*** Texte choisi
Après 50 ans comme travailleur forestier
Nouvelle passion pour les biographies, à 83 ans
Par Jean-Claude Leclerc, blogue «Muffin et Café»
Ce qui est fascinant dans mon métier, c’est de rencontrer des gens merveilleux, authentiques qui ont bien sûr connu, au cours de leur vie, des joies et des peines, mais qui aiment bien partager avec nous une partie de leurs souvenirs enfouis depuis de longues années. Sans dévoiler tous leurs p’tits secrets, ils ont toujours de belles histoires à nous raconter. Comme celle que je vous propose aujourd’hui après une récente rencontre avec Claude Labrie à la Résidence Seigneur-Lepage.
Originaire de Saint-Cyprien dans le comté de Rivière-du-Loup, il va célébrer son 83e anniversaire le 19 mars prochain. «Nous étions 14 enfants chez nous, dit-il d’entrée de jeu, sept filles et sept garçons. Nous avons grandi sur une terre de roches, comme on dit sur la ferme.» Petite anecdote : l’une de ses sœurs, Ginette, est née à la même date que lui!
******
**Consignes:**
- 1) Selon le portrait de Claude Labrie, combien d’enfants sa famille comptait-elle ?
- 2) Poursuivez le portrait de Claude Labrie à partir de sa dernière phrase.
*** Données disponibles
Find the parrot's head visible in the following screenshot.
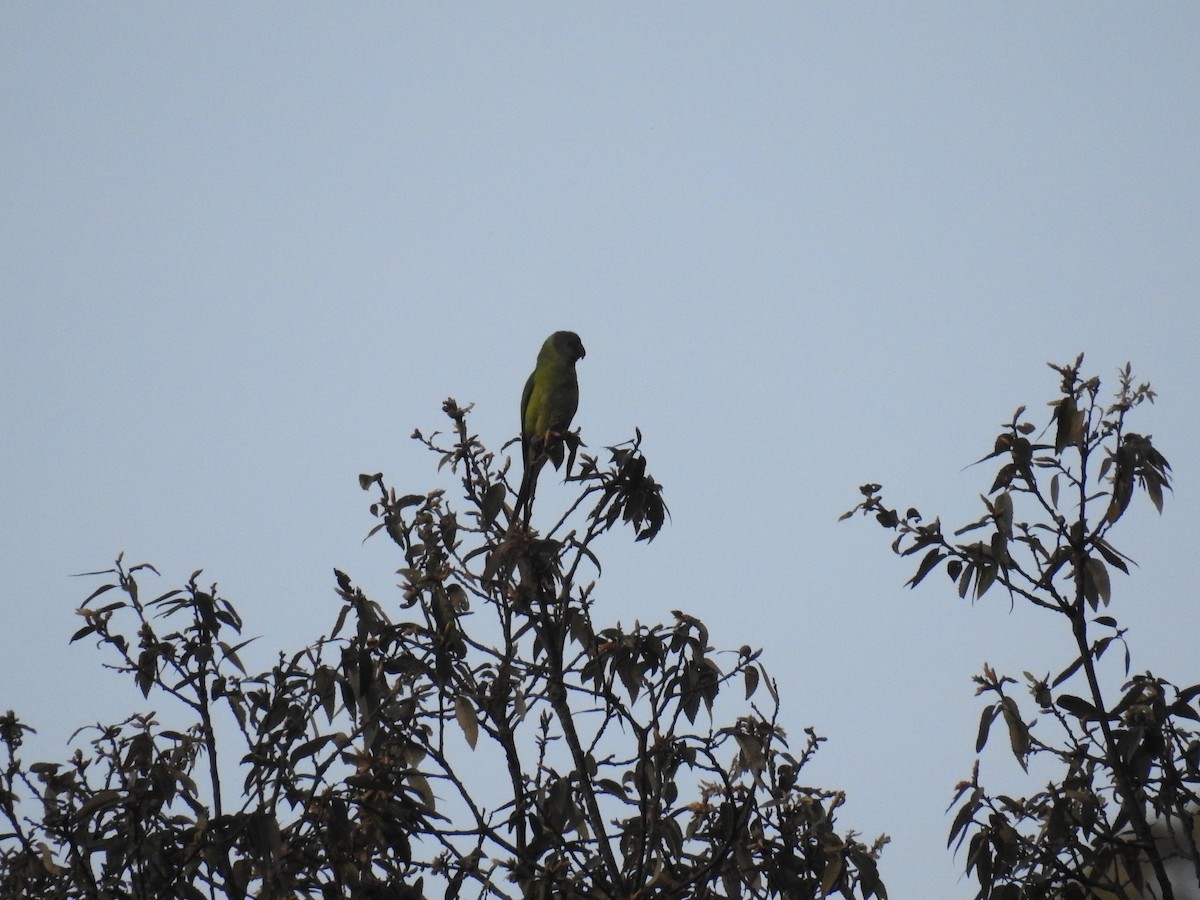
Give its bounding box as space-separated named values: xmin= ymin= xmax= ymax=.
xmin=546 ymin=331 xmax=588 ymax=365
******
**Corrigé:**
- 1) Quatorze enfants : sept filles et sept garçons.

- 2)
Comme bien des gens de sa génération, il a fait ses études primaires à l’école de rang avant de quitter la maison, à l’âge de 19 ans, pour aller travailler dans le bois en tant que travailleur forestier. «J’ai passé une bonne partie de ma vie à travailler dans le bois», dit-il. Curieusement, lorsqu’on parle de ceux qui ont gagné leur croûte en allant travailler dans la forêt, on s’attend toujours à rencontrer des hommes grands et costauds. Ce qui est tout à fait le contraire pour ce sympathique monsieur. «Ma vie, je l’ai passée dans les bois, utilisant ma propre machinerie de l’époque. Durant 50 ans, jusqu’à ma retraite. J’ai parcouru tout le Québec en commençant par l’Abitibi, la Côte-Nord et notre région évidemment. Heureusement, j’ai toujours pu éviter les blessures graves et les problèmes de santé.»
Il poursuit en mentionnant que dans son travail, certaines méthodes peuvent être développées, surtout qu’il s’agit d’un métier dur physiquement. «Les journées de travail étaient longues. On commençait vers 5h30 le matin et on poursuivait jusqu’au souper. On apportait avec nous notre lunch de la journée. Notre vie était axée sur le travail dans le bois.»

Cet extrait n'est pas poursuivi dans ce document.